Source data
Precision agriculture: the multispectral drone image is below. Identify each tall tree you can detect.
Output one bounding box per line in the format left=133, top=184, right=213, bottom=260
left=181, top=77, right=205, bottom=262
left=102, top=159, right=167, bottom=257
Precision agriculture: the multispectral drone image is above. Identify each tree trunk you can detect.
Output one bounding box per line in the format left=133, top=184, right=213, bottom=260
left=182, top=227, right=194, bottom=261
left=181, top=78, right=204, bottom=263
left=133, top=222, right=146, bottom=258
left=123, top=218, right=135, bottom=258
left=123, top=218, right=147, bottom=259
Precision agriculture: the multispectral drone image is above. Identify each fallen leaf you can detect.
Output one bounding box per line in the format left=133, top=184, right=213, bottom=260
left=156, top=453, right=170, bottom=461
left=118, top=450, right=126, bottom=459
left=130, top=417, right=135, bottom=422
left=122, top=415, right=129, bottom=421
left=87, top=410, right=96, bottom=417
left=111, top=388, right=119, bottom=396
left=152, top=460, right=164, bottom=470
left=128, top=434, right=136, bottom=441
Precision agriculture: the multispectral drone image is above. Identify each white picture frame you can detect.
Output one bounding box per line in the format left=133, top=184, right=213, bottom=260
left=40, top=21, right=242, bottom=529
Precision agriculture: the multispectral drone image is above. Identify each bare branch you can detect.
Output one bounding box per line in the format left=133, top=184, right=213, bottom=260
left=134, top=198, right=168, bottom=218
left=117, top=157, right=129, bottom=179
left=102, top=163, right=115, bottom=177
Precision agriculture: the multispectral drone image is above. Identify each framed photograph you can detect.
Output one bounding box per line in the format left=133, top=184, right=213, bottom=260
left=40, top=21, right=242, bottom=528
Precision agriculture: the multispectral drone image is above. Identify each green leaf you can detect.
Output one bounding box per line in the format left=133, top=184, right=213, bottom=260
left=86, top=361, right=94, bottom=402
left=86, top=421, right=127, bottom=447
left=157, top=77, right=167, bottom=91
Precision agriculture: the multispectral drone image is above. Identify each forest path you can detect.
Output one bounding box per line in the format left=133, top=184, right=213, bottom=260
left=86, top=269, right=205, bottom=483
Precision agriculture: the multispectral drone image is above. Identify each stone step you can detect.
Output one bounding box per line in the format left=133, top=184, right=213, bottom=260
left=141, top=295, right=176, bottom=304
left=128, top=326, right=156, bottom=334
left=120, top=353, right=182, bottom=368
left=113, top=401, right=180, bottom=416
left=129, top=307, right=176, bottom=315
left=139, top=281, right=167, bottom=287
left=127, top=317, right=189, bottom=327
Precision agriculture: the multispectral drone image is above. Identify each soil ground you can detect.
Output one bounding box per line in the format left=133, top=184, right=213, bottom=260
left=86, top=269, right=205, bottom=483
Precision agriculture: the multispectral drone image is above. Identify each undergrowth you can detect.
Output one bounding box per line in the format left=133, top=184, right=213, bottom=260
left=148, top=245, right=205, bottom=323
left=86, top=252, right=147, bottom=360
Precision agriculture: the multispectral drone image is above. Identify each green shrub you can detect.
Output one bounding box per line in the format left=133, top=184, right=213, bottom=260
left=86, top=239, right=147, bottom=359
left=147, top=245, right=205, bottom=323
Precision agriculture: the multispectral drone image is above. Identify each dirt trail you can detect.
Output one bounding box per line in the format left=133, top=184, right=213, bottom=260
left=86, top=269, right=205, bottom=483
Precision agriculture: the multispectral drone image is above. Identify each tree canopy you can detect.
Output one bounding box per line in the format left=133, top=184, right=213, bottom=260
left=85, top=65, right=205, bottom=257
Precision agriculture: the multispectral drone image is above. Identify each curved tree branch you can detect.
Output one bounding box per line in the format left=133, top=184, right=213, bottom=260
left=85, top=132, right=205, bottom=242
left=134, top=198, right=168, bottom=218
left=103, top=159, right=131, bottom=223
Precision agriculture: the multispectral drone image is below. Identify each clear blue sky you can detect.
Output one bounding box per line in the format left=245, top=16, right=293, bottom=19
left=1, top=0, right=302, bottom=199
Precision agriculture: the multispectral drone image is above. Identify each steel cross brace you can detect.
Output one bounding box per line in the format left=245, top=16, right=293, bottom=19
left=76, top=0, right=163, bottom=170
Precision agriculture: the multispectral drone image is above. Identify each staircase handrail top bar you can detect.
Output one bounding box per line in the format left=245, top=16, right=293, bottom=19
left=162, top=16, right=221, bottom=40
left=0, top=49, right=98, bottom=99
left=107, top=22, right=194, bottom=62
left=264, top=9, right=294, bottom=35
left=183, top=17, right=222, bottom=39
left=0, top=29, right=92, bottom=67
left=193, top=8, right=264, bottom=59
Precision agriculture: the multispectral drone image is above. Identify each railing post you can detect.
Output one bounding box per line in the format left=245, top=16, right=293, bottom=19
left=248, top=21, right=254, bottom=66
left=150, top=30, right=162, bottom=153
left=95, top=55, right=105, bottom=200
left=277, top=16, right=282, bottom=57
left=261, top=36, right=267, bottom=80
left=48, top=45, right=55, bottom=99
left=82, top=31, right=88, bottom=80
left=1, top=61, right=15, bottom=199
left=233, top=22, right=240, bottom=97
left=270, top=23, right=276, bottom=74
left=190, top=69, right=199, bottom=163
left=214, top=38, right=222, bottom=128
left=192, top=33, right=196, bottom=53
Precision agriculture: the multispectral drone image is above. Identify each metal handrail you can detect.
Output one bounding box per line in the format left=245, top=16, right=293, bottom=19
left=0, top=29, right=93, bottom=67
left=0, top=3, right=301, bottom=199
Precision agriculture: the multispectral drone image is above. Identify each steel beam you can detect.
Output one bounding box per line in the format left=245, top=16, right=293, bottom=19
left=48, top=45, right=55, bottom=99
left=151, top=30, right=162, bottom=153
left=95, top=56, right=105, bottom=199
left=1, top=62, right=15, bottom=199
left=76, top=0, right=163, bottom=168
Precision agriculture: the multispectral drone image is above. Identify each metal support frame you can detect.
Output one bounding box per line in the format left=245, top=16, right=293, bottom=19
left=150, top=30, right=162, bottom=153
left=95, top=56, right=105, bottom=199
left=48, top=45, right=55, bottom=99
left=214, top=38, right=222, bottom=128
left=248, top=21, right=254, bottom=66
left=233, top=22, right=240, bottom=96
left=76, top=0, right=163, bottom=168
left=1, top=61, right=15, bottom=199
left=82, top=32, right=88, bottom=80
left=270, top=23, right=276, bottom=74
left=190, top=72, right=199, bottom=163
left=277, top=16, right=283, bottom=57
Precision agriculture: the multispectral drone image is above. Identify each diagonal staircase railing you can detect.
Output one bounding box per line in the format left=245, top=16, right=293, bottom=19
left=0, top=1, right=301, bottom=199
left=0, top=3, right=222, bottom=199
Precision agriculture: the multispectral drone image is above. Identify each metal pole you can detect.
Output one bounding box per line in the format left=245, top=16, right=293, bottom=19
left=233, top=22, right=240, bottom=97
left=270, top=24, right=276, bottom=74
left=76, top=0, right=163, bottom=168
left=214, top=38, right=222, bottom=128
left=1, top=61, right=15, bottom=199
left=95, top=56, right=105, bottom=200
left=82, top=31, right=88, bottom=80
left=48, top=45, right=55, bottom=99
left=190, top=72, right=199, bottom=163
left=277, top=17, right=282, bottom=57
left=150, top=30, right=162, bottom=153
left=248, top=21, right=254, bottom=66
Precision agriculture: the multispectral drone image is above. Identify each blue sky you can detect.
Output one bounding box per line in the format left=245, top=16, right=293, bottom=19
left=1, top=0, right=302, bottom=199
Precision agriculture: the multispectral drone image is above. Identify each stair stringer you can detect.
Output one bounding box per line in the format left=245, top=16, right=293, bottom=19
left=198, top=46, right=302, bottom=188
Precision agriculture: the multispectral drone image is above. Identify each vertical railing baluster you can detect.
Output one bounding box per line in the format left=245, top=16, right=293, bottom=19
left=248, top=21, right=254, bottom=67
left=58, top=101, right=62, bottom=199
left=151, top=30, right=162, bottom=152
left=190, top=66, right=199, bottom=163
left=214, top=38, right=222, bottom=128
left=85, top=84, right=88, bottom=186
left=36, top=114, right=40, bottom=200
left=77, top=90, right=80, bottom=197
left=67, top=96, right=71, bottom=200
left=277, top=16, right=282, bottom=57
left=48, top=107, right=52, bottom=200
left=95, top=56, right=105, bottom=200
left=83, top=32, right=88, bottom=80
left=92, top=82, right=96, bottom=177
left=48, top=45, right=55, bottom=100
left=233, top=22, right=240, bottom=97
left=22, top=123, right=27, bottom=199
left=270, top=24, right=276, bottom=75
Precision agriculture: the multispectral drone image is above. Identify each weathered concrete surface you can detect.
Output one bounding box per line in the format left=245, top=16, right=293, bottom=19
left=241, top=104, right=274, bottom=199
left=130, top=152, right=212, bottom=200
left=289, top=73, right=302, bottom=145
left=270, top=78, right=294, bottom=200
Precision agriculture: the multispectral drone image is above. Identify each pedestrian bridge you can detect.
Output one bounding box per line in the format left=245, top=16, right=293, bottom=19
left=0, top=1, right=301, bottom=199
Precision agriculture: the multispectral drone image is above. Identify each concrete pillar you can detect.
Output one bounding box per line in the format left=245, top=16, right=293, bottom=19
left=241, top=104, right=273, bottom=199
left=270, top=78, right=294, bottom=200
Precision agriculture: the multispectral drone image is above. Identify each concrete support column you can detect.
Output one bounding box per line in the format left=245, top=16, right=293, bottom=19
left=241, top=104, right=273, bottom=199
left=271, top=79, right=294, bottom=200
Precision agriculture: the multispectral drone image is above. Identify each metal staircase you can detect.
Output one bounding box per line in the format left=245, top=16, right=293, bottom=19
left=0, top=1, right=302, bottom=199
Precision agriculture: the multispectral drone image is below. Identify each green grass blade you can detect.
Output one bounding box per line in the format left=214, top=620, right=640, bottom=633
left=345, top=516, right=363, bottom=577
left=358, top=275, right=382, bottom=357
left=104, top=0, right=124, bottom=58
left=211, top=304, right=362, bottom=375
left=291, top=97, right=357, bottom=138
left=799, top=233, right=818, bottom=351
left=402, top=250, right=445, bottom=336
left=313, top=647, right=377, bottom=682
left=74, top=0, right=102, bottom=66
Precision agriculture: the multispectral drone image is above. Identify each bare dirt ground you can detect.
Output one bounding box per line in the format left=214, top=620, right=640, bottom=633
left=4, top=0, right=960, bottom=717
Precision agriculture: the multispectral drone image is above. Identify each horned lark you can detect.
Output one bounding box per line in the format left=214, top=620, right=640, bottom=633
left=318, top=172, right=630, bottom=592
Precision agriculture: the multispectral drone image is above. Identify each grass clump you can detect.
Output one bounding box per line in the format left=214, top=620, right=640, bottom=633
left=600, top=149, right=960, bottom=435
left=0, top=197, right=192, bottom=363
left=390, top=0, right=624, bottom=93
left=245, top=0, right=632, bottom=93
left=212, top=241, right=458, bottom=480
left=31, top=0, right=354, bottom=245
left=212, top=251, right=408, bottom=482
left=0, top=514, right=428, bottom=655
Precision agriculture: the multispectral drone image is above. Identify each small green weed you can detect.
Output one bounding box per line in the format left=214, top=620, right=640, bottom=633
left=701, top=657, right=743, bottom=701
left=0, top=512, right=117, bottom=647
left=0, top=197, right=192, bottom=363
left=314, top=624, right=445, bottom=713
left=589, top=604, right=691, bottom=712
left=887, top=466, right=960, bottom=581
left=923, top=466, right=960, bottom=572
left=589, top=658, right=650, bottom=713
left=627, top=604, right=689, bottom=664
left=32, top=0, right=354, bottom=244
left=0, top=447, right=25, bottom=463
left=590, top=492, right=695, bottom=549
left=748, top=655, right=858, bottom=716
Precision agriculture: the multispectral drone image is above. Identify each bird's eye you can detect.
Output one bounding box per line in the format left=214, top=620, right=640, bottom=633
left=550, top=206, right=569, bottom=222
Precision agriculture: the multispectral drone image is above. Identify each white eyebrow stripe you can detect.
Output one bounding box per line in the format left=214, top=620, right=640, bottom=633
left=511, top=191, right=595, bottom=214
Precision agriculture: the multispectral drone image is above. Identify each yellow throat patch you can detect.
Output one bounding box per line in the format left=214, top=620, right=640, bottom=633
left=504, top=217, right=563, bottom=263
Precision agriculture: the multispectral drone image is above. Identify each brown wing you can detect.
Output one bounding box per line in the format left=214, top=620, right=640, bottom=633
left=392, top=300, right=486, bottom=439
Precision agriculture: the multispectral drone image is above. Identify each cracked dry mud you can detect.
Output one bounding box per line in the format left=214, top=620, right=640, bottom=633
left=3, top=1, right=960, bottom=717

§ Your instructions:
Filter the entries and copy each line with "steel".

§ Your solution:
Precision agriculture: the multispectral drone image is above. Identify each steel cross brace you can detect.
Precision agriculture: the multispectral drone image is above. Identify each steel beam you can detect.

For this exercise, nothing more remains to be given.